# [REQUIRED WORK]
Word for word, transcribe the lines below and drop the pictures.

# [DATA EXTRACT]

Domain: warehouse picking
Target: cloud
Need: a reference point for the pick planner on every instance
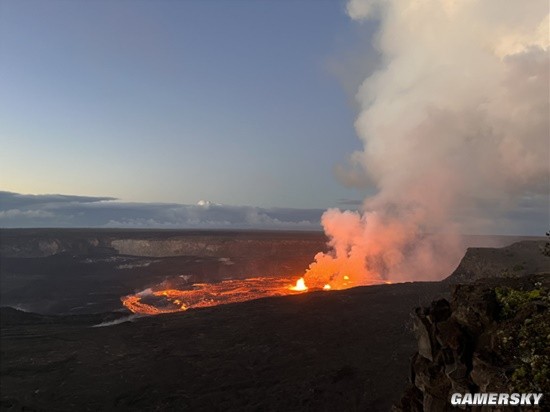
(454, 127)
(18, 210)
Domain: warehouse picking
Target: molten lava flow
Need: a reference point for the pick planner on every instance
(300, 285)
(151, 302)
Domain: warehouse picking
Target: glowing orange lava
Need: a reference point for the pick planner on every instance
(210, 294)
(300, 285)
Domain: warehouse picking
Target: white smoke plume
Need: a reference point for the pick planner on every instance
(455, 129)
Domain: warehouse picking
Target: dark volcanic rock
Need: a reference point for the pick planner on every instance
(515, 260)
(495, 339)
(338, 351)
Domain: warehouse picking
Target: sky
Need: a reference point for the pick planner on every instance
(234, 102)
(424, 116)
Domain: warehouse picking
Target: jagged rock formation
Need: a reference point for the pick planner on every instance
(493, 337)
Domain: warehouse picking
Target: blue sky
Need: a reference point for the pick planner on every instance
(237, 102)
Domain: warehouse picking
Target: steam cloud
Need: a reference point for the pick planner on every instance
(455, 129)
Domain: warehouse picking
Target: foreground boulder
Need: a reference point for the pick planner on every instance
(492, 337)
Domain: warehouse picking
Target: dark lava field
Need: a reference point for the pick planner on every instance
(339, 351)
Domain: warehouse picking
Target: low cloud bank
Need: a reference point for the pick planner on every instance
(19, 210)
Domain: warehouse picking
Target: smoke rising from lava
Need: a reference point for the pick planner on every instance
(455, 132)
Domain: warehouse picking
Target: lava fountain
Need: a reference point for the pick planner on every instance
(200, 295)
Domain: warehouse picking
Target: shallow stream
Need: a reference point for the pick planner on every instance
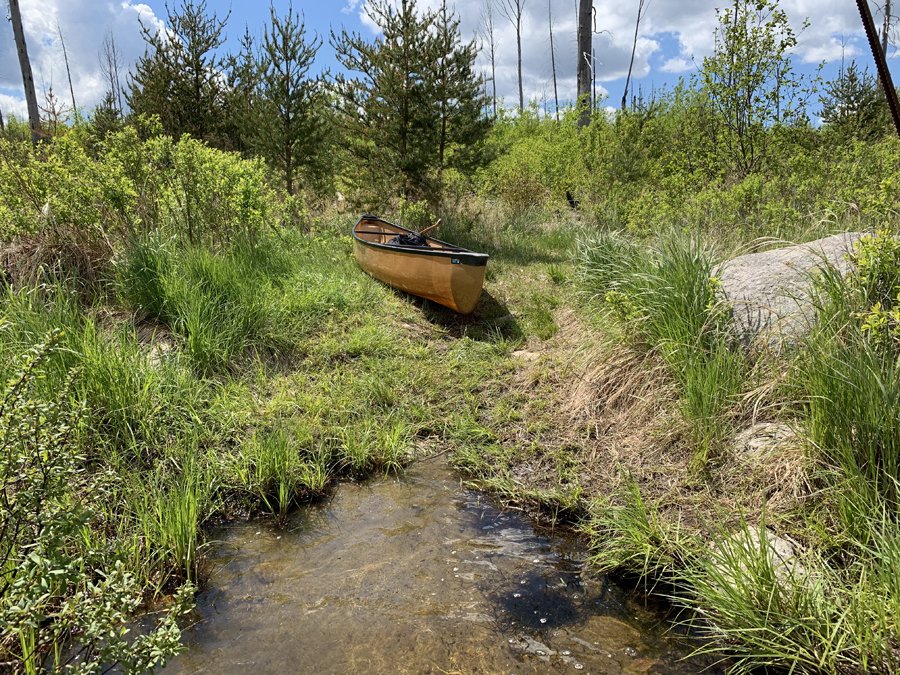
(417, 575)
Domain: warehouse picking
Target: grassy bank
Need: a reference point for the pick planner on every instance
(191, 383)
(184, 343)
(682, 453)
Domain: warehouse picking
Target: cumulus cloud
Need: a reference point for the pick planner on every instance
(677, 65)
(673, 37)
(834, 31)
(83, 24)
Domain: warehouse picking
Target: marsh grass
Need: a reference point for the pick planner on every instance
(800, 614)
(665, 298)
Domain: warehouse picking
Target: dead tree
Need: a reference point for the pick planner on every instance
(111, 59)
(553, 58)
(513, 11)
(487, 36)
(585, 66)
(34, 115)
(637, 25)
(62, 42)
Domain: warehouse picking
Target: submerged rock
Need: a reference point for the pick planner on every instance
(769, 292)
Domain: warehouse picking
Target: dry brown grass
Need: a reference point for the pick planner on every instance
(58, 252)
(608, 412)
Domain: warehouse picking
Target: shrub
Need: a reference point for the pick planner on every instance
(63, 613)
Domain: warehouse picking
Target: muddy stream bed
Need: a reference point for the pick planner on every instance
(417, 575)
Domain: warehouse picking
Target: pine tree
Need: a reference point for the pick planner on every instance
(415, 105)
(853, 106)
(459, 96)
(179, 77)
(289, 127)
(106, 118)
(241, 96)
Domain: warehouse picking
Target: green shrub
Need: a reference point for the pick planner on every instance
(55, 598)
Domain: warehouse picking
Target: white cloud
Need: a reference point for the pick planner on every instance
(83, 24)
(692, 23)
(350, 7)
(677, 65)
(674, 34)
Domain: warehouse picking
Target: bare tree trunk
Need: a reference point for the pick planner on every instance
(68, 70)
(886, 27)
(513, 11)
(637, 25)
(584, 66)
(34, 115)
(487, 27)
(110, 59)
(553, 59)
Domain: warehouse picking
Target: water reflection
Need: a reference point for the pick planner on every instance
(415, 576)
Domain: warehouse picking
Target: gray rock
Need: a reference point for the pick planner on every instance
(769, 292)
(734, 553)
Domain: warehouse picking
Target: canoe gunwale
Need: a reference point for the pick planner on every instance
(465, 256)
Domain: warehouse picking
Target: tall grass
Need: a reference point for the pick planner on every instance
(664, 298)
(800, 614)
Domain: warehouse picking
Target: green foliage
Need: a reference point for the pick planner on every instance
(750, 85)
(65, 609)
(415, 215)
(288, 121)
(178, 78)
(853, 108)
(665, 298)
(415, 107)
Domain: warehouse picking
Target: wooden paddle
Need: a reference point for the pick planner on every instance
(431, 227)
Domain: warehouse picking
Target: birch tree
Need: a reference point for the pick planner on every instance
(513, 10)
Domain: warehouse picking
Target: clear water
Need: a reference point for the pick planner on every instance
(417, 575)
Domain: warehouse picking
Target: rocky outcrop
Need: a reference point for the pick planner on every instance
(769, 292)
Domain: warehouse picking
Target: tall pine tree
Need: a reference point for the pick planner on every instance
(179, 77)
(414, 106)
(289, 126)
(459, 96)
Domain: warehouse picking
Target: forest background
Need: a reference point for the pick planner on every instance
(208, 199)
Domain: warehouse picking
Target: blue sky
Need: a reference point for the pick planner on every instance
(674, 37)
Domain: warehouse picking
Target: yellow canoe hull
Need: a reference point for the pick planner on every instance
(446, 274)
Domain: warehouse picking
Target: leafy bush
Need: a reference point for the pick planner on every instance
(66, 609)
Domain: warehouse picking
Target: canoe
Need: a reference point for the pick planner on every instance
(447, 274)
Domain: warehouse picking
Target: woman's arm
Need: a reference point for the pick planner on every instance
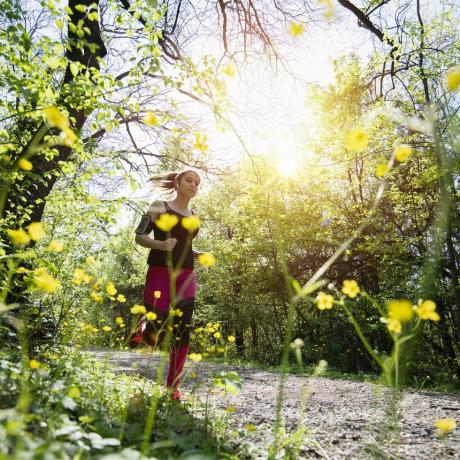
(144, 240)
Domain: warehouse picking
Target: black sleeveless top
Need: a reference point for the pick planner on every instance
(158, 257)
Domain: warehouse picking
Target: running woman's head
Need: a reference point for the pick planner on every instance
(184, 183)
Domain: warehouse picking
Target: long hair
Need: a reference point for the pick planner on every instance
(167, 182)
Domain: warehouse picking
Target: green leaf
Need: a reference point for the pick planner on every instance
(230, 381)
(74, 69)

# [EXPECTED OUTPUT]
Domain: warehouse picking
Target: cloud
Need: a reference point for the pick planner on every instance
(454, 127)
(18, 210)
Domain: warehouse picking
Target: molten lava flow
Need: a reference point for the pick planner on every instance
(300, 285)
(151, 302)
Domain: warehouse picking
Target: glowing orange lava
Need: a reference point for the pick planner on every instance
(210, 294)
(300, 285)
Domain: warehouse picking
Target: white smoke plume
Need: a reference point for the pick planner on every instance
(455, 129)
Domain: warehouse picking
Target: dark volcanic rock
Need: a reference point for the pick planner on every instance
(515, 260)
(495, 339)
(338, 351)
Domain: warehouse picking
Target: sky
Need: a reference point for the pick planner on every instance
(234, 102)
(424, 116)
Domain: warehouse picking
Target: jagged rock formation
Need: a reference point for the pick planner on every instance
(493, 337)
Domain: warehouse picking
Target: blue sky
Need: a reference point for the pick planner on every instance
(237, 102)
Domain: warehouse picking
Target: steam cloud
Need: a reference point for the pick planner on every instance
(455, 129)
Domain: warehouse picking
Target: foreground boulder
Need: a reference point for the pick planner on every instance
(492, 337)
Domain: warehouse picking
Target: dark lava field
Need: a reference point for the pick planner on every instance
(339, 351)
Domain: warehouse picking
Target: low cloud bank
Need: a reference point for the pick planner on every instance
(19, 210)
Domain: warehouse picking
Target: smoke rising from lava
Need: a reference point for the pick planner on every instance
(455, 132)
Domain: warehouse picking
Target: lava fountain
Need: a reference point for the pick planner on every instance
(200, 295)
Domain: warehouse picking
Target: shallow stream
Need: a reference point for the pick planner on every instance
(417, 575)
Domain: warehouse picking
Target: grassy bank
Need: a reference point for the pick planner on every instance
(191, 383)
(184, 343)
(682, 453)
Domain: warehouse picking
Target: cumulus cloud
Need: a reference point for the pick planner on every instance
(677, 65)
(673, 37)
(834, 31)
(83, 24)
Domain: warehouse picking
Target: marsh grass
Need: a reference point for the pick planner on every instance
(800, 614)
(665, 298)
Domain: warehouse picking
Target: dead tree
Need: a reference point for the pick planner on every instance
(111, 59)
(553, 58)
(513, 11)
(487, 36)
(585, 66)
(34, 115)
(637, 25)
(62, 42)
Domain: warehouse picking
Target: submerged rock
Need: a reference point for the pick planner on every instance
(769, 292)
Domain: warehouse picking
Target: dry brown grass
Need: a reference point for the pick planner on every instance
(58, 252)
(608, 412)
Domain: warehouse picking
Target: shrub
Need: a reference point for the pick planner on every instance
(63, 613)
Domain: warehouse picking
Target: muddy stream bed
Need: a reference point for the pick planner on every instance
(417, 575)
Domain: warehouse picking
Target: pine tree
Need: a reference point for the pick planner on every instance
(415, 105)
(853, 106)
(459, 96)
(179, 77)
(289, 127)
(106, 118)
(241, 96)
Domain: warehouse picking
Target: green shrub
Need: a reference point for the pick planner on every instance
(55, 598)
Domain: warehouse picking
Target: white cloud
Need: a reference point for the pick planner on every instance
(83, 24)
(692, 23)
(350, 7)
(677, 65)
(674, 34)
Domain: warehouse picking
Target: bare tree trunk
Need: a reference point for the pick planner on every instance
(68, 70)
(886, 27)
(513, 11)
(637, 25)
(584, 66)
(34, 115)
(487, 27)
(110, 59)
(553, 59)
Domain: warehouse picking
Target: water reflection
Need: a reference point for the pick planner on every instance
(415, 576)
Domain: warehouse picking
Target: gray rock
Need: a reference point for the pick planner on every instance
(769, 292)
(734, 553)
Domain: warehouse picking
Target: canoe gunwale
Need: a reference point for the pick planner on every instance
(465, 256)
Domain: warehouse picking
Target: tall grass
Need: a reference point for the pick planner on every instance
(664, 298)
(800, 614)
Domain: warehouse picking
Target: green foliage
Need: a reference point for the pick planner on every instance
(750, 85)
(65, 609)
(415, 215)
(288, 121)
(178, 78)
(853, 108)
(665, 298)
(415, 107)
Domain: warehouse picking
Target: wooden paddle
Need: a reference point for the pick planner on every instance
(431, 227)
Domain: warehouse picking
Target: birch tree
Need: a reference point for the pick planner on every instance
(513, 10)
Domain: warehouse picking
Target: clear water
Need: a reference point for the pick planner on every instance
(417, 575)
Domain: warehouse picking
Target: rocky outcrop
Need: a reference point for the pick planner on every instance
(769, 292)
Domain: warehouse picking
Target: tall pine tree
Need: a reference point for the pick planner on every instance
(179, 77)
(414, 106)
(289, 126)
(459, 96)
Domain: warehouse picking
Target: forest background
Need: a reference point for the pick planner on every instance
(208, 199)
Domain: warehouse picking
Target: blue sky
Need: a reference point for the pick planner on every instance
(674, 37)
Domain: warehouse picking
Target: yellow canoe hull
Need: a reference point for the pick planner on every instance
(446, 274)
Domain: warehouse picking
Target: leafy bush
Need: a reference point for the pick planner on every instance
(66, 609)
Domain: warehouse picking
Target: canoe
Need: a reference point for the pick planner on every instance
(447, 274)
Domain: warehouse picking
Target: woman's arm
Need: a reference point for the pick planner on every instance
(144, 240)
Domain: warehouse picking
Target: black sleeveless top
Need: a reference point for the pick planner on every instance
(158, 257)
Domain: warehouse picking
Target: running woman's head
Need: a reference point for the pick planner on every instance
(184, 183)
Domain: warehouse picking
Target: long hair
Need: a reference point for the pick planner on every instance
(167, 182)
Domain: warehouse picking
Target: green leaf
Need: a reference point for the pick planner on every instance
(230, 381)
(74, 69)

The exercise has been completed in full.